25. Following the aforesaid provisions, while interpreting the provisions of the Madhya Pradesh General Sales Tax Act, 1959, the Hon'ble Supreme Court, in the Cement Marketing Co. of India Ltd. v. The Asstt. Commissioner of Sales Tax, Indora and Ors., AIR 1980 SC 346, held that imposition of penalty is penal in character and unless the filing of an inaccurate return is accompanied by a guilty mind, the Section cannot be invoked for imposing penalty. If the contrary view is taken, the result would be that even if the assessee raises a bonafide contention that a particular item is not liable to be included in the taxable turnover, he would have to show it as forming part of the taxable turnover in his return and pay tax upon it on pain of being held liable for penalty in case his contention is ultimately found by the Court to be not acceptable.
26. In Om Prakash Sheo Prakash and Ors. etc. etc. v. Union of India Anr., AIR 1984 SC 1194, the Hon'ble Supreme Court considered the provisions of the Amending Sales Tax Act, made applicable retrospectively imposing the penalty also, and examined its validity on the touch-stone of provisions of Article 19(1)(f) & (g) and Article 21 of the Constitution of India, as Article 21 of the Constitution of India, as Article 20 of the Constitution guarantees the protection in respect of conviction for the offence under any law for the time-being in force unless the other conditions provided therein are complied with. The Hon'ble Apex Court considered a large number of its earlier judgments, including the meaning and definition of "penalty" and reached the conclusion that "a penalty imposed by the Sales Tax Authority is only a civil liability, though penal in nature, and it can be imposed provided the default committed by the dealer is established at an inquiry after giving the dealer concerned an opportunity of being heard. Moreso, the degree of remissness involved in the default is a relevant factor to be taken into account while levying penalty. As the Act provides both the minimum and the maximum amount of penalty leviable and it is corelated to the amount of tax which would have have been avoided if the turnover returned by such dealer had been accepted as correct. The order levying penalty is quasi-judicial in character and involves exercise of judicial discretion.

Material —
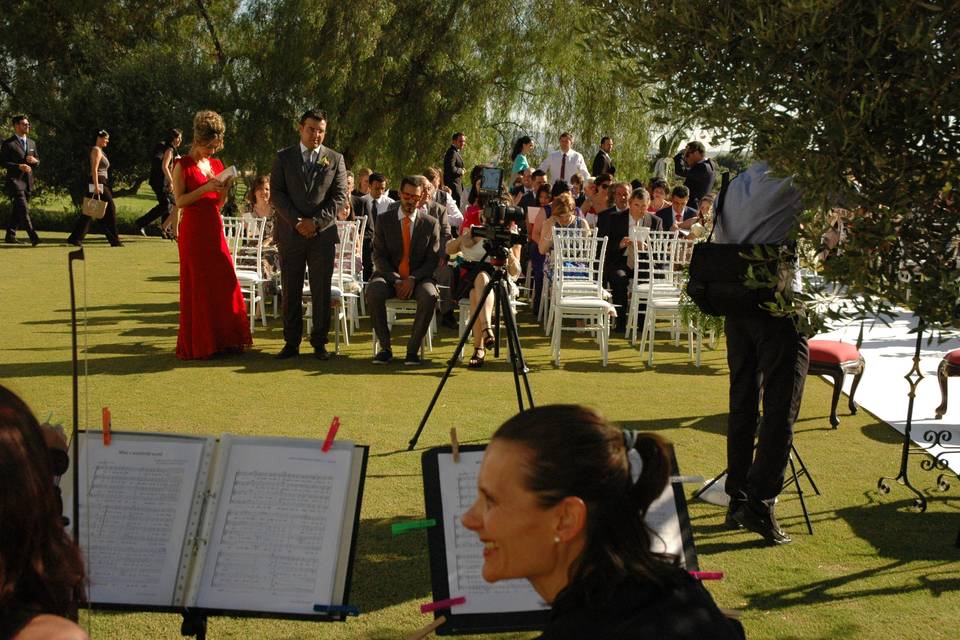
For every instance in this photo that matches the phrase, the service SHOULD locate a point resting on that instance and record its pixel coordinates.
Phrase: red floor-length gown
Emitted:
(213, 316)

Jobs —
**1.** Echo the sales tax penalty passage word for word, from "25. Following the" up to and including "be not acceptable.".
**2.** Render this sentence from the sales tax penalty passage in Spanish: "The order levying penalty is quasi-judicial in character and involves exercise of judicial discretion."
**3.** Answer these from the sales tax penalty passage:
(a) Which Act was the Supreme Court interpreting in the Cement Marketing Co. of India Ltd. case?
(b) In Om Prakash Sheo Prakash, how did the Court characterize a penalty imposed by the Sales Tax Authority?
(c) What does the passage call a relevant factor to be taken into account while levying penalty?

Outputs —
**1.**
25. Following the aforesaid provisions, while interpreting the provisions of the Madhya Pradesh General Sales Tax Act, 1959, the Hon'ble Supreme Court, in the Cement Marketing Co. of India Ltd. v. The Asstt. Commissioner of Sales Tax, Indora and Ors., AIR 1980 SC 346, held that imposition of penalty is penal in character and unless the filing of an inaccurate return is accompanied by a guilty mind, the Section cannot be invoked for imposing penalty. If the contrary view is taken, the result would be that even if the assessee raises a bonafide contention that a particular item is not liable to be included in the taxable turnover, he would have to show it as forming part of the taxable turnover in his return and pay tax upon it on pain of being held liable for penalty in case his contention is ultimately found by the Court to be not acceptable.

**2.** La orden que impone la sanción tiene carácter cuasijudicial e implica el ejercicio de discreción judicial.

**3.**
(a) The Madhya Pradesh General Sales Tax Act, 1959.
(b) As only a civil liability, though penal in nature.
(c) The degree of remissness involved in the default.